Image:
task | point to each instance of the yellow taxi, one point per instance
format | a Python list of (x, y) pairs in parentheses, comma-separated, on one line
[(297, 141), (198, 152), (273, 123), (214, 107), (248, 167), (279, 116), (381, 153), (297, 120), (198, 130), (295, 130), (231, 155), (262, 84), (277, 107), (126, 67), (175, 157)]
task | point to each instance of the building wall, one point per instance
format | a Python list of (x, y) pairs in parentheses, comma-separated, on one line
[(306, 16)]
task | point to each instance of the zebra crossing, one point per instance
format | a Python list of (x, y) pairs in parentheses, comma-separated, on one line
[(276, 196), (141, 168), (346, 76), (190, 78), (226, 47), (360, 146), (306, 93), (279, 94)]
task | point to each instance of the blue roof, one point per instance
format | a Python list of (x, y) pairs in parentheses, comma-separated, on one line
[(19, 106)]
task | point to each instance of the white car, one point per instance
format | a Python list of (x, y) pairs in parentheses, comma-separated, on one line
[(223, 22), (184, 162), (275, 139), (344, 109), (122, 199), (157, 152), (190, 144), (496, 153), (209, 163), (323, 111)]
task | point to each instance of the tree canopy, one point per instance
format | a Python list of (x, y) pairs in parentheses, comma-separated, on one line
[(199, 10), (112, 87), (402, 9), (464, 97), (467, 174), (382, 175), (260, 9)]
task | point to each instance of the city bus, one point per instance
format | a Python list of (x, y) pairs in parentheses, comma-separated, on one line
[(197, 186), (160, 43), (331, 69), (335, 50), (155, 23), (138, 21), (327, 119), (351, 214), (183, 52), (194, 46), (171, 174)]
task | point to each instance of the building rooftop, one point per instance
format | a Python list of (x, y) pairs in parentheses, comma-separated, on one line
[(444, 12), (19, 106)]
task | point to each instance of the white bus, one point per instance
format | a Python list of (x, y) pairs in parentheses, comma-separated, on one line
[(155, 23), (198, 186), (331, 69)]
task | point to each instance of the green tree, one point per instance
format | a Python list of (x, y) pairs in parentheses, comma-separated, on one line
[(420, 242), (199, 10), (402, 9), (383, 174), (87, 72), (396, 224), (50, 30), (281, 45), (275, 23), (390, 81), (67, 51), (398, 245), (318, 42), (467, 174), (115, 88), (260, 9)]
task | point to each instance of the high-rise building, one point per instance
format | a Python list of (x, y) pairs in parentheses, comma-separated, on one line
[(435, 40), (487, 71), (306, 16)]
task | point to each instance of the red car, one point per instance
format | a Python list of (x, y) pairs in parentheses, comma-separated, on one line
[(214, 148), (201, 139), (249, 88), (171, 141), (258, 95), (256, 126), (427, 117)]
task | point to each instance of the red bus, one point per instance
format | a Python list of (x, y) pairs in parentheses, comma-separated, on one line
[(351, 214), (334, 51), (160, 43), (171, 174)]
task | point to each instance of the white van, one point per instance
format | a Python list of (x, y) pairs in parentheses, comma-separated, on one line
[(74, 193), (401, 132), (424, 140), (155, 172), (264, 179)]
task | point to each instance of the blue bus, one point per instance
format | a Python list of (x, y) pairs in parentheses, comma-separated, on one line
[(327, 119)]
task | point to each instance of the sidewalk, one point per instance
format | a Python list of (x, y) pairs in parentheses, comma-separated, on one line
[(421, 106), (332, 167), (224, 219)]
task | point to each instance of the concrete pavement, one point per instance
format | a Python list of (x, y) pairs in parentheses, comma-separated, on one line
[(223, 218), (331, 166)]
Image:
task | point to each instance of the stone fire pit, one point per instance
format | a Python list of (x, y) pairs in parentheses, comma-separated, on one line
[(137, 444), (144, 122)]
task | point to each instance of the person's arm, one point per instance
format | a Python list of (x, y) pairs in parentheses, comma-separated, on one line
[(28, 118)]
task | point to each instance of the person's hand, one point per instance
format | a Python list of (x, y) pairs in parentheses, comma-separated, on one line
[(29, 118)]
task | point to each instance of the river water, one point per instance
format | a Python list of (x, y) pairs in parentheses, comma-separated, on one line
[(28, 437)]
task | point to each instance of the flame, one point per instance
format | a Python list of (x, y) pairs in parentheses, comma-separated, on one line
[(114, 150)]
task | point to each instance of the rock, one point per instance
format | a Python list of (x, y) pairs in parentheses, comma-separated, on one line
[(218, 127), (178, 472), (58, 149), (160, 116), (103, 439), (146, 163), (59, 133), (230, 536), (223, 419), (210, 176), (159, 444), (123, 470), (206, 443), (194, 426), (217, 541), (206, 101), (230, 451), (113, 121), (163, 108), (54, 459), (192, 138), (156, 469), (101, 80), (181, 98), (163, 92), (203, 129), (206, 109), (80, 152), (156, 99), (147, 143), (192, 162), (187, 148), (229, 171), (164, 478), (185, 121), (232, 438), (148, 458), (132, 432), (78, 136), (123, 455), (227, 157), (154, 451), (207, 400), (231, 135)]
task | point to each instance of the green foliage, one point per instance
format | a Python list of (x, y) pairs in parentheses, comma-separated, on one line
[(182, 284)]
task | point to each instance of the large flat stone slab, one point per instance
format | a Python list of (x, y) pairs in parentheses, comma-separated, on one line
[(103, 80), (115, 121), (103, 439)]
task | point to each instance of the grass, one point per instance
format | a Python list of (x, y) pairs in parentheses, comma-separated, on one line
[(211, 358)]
########
### YOUR ASSIGNMENT
Give the number of lines in the listing that include the word "white", without any added words.

### ANSWER FOR THIS EXERCISE
3